Every record must be restated exactly as written.

RECORDS FOR THIS EXERCISE:
- Opening Delimiter -
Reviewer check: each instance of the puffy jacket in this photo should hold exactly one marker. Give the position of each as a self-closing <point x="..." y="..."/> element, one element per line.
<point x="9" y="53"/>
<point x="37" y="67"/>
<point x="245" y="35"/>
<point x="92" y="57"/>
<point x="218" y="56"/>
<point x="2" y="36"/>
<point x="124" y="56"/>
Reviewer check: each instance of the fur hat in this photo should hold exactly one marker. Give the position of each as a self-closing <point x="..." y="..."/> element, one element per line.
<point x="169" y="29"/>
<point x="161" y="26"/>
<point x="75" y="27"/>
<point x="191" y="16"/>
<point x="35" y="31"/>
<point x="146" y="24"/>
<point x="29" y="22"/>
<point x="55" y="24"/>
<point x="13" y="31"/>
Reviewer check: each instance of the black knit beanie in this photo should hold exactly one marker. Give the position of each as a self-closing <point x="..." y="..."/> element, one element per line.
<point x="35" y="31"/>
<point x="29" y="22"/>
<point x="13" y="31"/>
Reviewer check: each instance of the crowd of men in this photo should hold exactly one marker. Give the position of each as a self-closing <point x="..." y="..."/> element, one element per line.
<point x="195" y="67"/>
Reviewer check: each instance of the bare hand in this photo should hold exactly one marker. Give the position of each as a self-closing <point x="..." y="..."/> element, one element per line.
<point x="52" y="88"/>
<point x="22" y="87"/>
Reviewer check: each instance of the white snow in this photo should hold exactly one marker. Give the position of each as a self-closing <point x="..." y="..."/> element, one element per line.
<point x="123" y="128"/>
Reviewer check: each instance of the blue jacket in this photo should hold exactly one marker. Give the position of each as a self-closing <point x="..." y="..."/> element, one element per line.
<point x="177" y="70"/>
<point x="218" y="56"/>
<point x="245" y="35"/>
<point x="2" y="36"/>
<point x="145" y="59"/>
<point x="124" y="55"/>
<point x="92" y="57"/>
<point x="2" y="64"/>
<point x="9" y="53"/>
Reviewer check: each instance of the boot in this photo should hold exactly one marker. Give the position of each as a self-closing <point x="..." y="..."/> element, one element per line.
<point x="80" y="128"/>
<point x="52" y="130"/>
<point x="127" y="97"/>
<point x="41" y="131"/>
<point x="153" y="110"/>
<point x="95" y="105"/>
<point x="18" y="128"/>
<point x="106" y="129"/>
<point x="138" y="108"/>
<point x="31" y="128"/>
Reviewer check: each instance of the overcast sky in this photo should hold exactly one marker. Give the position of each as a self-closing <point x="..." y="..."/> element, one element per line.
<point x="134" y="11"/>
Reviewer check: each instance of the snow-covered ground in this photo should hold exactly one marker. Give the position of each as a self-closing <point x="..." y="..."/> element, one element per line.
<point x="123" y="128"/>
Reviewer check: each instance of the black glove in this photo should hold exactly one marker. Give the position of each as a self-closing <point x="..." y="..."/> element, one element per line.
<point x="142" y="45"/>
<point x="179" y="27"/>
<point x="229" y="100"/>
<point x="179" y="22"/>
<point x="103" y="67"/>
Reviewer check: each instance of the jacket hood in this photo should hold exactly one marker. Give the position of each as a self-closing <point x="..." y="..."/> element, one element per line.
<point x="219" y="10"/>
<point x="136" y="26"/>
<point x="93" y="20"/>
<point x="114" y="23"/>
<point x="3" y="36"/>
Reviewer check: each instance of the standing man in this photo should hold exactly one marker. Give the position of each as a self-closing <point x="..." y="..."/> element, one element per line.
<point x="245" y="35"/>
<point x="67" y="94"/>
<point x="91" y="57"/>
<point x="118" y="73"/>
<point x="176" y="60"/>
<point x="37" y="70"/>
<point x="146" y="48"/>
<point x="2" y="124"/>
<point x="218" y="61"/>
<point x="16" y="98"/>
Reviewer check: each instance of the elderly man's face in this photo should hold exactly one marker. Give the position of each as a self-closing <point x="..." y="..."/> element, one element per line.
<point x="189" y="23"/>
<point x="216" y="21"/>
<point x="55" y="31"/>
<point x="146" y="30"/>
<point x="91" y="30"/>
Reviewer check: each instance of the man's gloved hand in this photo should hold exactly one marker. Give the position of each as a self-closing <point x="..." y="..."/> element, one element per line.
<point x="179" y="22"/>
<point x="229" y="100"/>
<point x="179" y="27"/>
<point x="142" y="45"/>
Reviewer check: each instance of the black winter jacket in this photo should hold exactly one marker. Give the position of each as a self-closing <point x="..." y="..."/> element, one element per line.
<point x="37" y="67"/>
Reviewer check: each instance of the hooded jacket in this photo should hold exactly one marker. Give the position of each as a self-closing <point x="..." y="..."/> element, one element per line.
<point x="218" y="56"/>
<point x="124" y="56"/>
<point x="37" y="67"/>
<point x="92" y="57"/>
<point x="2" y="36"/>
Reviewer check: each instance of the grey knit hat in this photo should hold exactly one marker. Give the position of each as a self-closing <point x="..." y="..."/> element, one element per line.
- Closing Delimiter -
EXERCISE SOLUTION:
Reviewer check: each instance of the puffy jacket in this photo should hold exactly one marker. Give the position of each as a self-closing <point x="..." y="..."/> element, one element per line.
<point x="9" y="53"/>
<point x="37" y="67"/>
<point x="245" y="35"/>
<point x="92" y="57"/>
<point x="218" y="56"/>
<point x="2" y="36"/>
<point x="124" y="56"/>
Reviewer check: each instance of the fur hat in this photo should hold exactly one marker. Give the position of each as a self-closing <point x="..." y="..."/> element, one element per line.
<point x="169" y="29"/>
<point x="161" y="26"/>
<point x="75" y="27"/>
<point x="191" y="16"/>
<point x="35" y="31"/>
<point x="146" y="24"/>
<point x="29" y="22"/>
<point x="55" y="24"/>
<point x="13" y="31"/>
Reviewer check: each instance of the black knit beanie in this photo should hold exactly one marker. Give the position of each as a self-closing <point x="..." y="..."/> element, one element per line.
<point x="35" y="31"/>
<point x="29" y="22"/>
<point x="13" y="31"/>
Reviewer check: each instance of the crowd of men in this photo should hold exactly one marker. Give the position of each as a self-closing <point x="..." y="..."/> element, one element per line.
<point x="195" y="67"/>
Reviewer check: each instance of the bare hand in this photo should hold exactly one marker. Give the position of each as a self-closing <point x="..." y="..."/> element, one element per line.
<point x="52" y="88"/>
<point x="22" y="87"/>
Reviewer check: each instance of the white snow in this photo should hold exactly one marker. Give the position of each as a self-closing <point x="..." y="..."/> element, one element per line.
<point x="123" y="128"/>
Reviewer check: each instance of the blue jacket in this photo should hold exactly one marker. Give the position of each as a self-closing <point x="..." y="..."/> element, one element per line.
<point x="177" y="70"/>
<point x="218" y="56"/>
<point x="245" y="35"/>
<point x="2" y="36"/>
<point x="145" y="59"/>
<point x="124" y="55"/>
<point x="92" y="57"/>
<point x="2" y="64"/>
<point x="9" y="53"/>
Reviewer check: each instance of the boot in this photo should hold exactly one marker. Give the position of each as a self-closing <point x="..." y="..."/> element, one element per line.
<point x="80" y="128"/>
<point x="52" y="130"/>
<point x="127" y="97"/>
<point x="41" y="131"/>
<point x="153" y="110"/>
<point x="95" y="105"/>
<point x="18" y="128"/>
<point x="106" y="129"/>
<point x="138" y="108"/>
<point x="31" y="128"/>
Reviewer check: each instance of the overcast sky in this photo should hold exactly one marker. Give the position of each as a self-closing <point x="..." y="..."/> element, one element per line.
<point x="134" y="11"/>
Reviewer check: each instance of the snow-covered ground in this photo should hold exactly one marker. Give the position of each as a self-closing <point x="..." y="..."/> element, one element per line.
<point x="123" y="128"/>
Reviewer check: each instance of the black glove in this photo should hold exactly one marker. Give the position of each as a self-closing <point x="..." y="..."/> element, one element per line.
<point x="142" y="45"/>
<point x="179" y="27"/>
<point x="229" y="100"/>
<point x="179" y="22"/>
<point x="103" y="67"/>
Reviewer check: each instance of the jacket hood in this photo should hold exactly one marker. Give the position of each as a self-closing <point x="..." y="..."/> element, one element per line.
<point x="219" y="10"/>
<point x="136" y="26"/>
<point x="93" y="20"/>
<point x="114" y="23"/>
<point x="3" y="36"/>
Reviewer check: each instance of the standing man in this photo should hold exactly one marker. Give the position of each as a self-closing <point x="..." y="..."/> element, one element per line.
<point x="245" y="35"/>
<point x="67" y="94"/>
<point x="91" y="57"/>
<point x="118" y="73"/>
<point x="176" y="60"/>
<point x="37" y="70"/>
<point x="146" y="48"/>
<point x="2" y="124"/>
<point x="218" y="61"/>
<point x="16" y="98"/>
Reviewer check: each instance of the elderly man's face in this photo should hold exactly one marker. Give the position of each as a self-closing <point x="..." y="..."/> element, one element per line.
<point x="189" y="23"/>
<point x="216" y="21"/>
<point x="55" y="31"/>
<point x="146" y="30"/>
<point x="91" y="30"/>
Reviewer check: each instance of the man's gloved hand in this photo should hold exactly one marker. Give the position of each as a self-closing <point x="..." y="..."/> element, one element per line.
<point x="179" y="22"/>
<point x="229" y="100"/>
<point x="179" y="27"/>
<point x="142" y="45"/>
Reviewer check: each instance of the black winter jacket in this photo should hold exactly one marker. Give the position of each as a self-closing <point x="..." y="..."/> element, one element per line.
<point x="37" y="67"/>
Reviewer check: each instance of the hooded jacket in this photo should hold exactly one marker. Give the position of each as a self-closing <point x="..." y="..."/> element, one element per line.
<point x="218" y="56"/>
<point x="124" y="56"/>
<point x="37" y="67"/>
<point x="92" y="57"/>
<point x="2" y="36"/>
Reviewer check: each instance of the grey knit hat in this photo should hold exactly one marker. Give the position of each as a self-closing <point x="..." y="..."/> element, one element per line.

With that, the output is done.